Table of Contents
- What Is a Coaxial Cable?
- How Coaxial Cables Work
- 50 Ohm vs 75 Ohm: The Two Impedance Camps
- Coaxial Cable Types
- Coaxial Cable Connector Types
- Where Coaxial Cables Get Used
- Coaxial vs Fiber Optic vs Twisted Pair
- How to Choose the Right Coaxial Cable
- Installation Tips That Prevent Callbacks
- Frequently Asked Questions
- The Bottom Line
What Is a Coaxial Cable?

A coaxial cable — coax for short — is a transmission line built to carry radio frequency (RF) signals from one point to another without turning into an antenna along the way.
Inside every coax cable are four layers:
- Center conductor — Solid or stranded copper (sometimes copper-clad steel or copper-clad aluminum). This is where the signal travels.
- Dielectric insulator — A layer of polyethylene foam or solid PTFE that holds the center conductor precisely in place. The spacing between conductor and shield has to stay constant; if it doesn’t, impedance shifts and signal reflects.
- Metallic shield — Braided copper, aluminum foil, or both. This layer blocks external electromagnetic interference (EMI) and also serves as the return path for the signal.
- Outer jacket — PVC, PE, or fire-rated material. Protects the internals from moisture, UV, and physical damage.
The word “coaxial” means the center conductor and the outer shield share the same geometric axis. That’s not a marketing term — it’s the physics that makes coax work. Because the two conductors are concentric, the electromagnetic field stays contained between them instead of radiating outward.

• **Task list**
[A] According to the coaxial cable text, what happens if the spacing between the center conductor and the shield does not stay constant?
[B] Carry on the text about coaxial cables from the point at which it stops.
The material is not needed for this work.

• **Data for analysis**
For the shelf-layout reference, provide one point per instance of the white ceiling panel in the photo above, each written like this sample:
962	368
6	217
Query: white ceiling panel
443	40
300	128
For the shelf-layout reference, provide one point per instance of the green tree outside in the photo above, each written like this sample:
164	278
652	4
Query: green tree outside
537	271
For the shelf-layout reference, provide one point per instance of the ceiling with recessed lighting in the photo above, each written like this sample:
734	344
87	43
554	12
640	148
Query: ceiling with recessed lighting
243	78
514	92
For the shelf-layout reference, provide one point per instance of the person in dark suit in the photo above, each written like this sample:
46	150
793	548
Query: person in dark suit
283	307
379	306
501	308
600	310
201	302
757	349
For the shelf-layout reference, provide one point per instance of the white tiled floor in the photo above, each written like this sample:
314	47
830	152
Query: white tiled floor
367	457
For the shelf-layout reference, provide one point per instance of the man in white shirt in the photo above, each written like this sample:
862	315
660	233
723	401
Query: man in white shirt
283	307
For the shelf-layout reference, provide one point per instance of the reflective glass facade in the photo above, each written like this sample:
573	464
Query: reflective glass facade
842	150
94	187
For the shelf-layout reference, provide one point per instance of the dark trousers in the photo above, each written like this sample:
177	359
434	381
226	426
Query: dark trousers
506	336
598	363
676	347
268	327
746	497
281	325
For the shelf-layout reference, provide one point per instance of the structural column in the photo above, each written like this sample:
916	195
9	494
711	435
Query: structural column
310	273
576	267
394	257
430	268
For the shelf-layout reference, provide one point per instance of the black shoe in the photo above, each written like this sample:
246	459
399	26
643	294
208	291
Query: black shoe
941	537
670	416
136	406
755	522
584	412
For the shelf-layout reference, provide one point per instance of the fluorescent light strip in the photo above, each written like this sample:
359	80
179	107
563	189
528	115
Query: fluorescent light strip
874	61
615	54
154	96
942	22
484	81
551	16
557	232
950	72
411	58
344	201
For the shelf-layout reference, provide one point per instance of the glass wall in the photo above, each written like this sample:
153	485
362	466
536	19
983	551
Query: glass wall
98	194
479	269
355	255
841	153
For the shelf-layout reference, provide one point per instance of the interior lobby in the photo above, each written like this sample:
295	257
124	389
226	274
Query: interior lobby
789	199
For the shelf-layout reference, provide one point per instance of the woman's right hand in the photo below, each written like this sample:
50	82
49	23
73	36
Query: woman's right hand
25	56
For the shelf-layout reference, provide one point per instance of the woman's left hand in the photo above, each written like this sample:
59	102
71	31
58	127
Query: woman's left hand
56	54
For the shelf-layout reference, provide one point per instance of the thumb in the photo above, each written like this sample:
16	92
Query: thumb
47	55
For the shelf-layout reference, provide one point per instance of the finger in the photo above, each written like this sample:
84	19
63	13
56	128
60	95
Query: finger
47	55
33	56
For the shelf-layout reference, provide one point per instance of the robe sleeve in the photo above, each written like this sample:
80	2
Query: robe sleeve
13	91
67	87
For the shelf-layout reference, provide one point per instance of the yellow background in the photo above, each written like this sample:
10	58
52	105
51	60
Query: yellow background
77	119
---
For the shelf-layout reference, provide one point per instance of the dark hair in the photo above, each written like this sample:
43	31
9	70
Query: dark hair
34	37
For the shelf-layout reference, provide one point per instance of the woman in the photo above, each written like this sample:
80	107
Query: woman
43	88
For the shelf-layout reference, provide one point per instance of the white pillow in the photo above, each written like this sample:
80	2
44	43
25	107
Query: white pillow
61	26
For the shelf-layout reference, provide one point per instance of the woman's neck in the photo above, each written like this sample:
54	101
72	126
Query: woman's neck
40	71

• **Per-task outputs**
[A] Impedance shifts and the signal reflects.

[B]
Coax handles frequencies from roughly 20 kHz up to 300 GHz, depending on construction. That range covers everything from analog audio to millimeter-wave radar.
How Coaxial Cables Work
The center conductor carries the RF signal. The shield does two jobs at once: it blocks outside interference from getting in, and it keeps the signal from leaking out.
Between them, the dielectric maintains a fixed spacing. That spacing — combined with the dielectric material’s properties — determines the cable’s characteristic impedance, measured in ohms (Ω). For coax, this is almost always 50Ω or 75Ω.
Here’s why impedance matters: if you connect a 75Ω cable to 50Ω equipment, some of the signal bounces back toward the source instead of reaching the destination. This is called impedance mismatch, and it shows up as signal loss, ghosting on video, or data errors. The technical term for how bad the mismatch is — VSWR (Voltage Standing Wave Ratio) — tells you what percentage of signal is reflecting. A VSWR of 1.0:1 is perfect. A VSWR of 2.0:1 means about 11% of your signal never arrives.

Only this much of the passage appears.